====== Information shown

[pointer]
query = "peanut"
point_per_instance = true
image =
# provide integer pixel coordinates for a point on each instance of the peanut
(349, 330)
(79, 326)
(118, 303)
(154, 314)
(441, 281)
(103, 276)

============

# Assigned task
Retype the material above from start to finish without any changes.

# Task solution
[pointer]
query = "peanut"
point_per_instance = true
image =
# provide integer pixel coordinates for a point on each instance of the peanut
(349, 330)
(79, 326)
(118, 303)
(154, 314)
(441, 281)
(103, 276)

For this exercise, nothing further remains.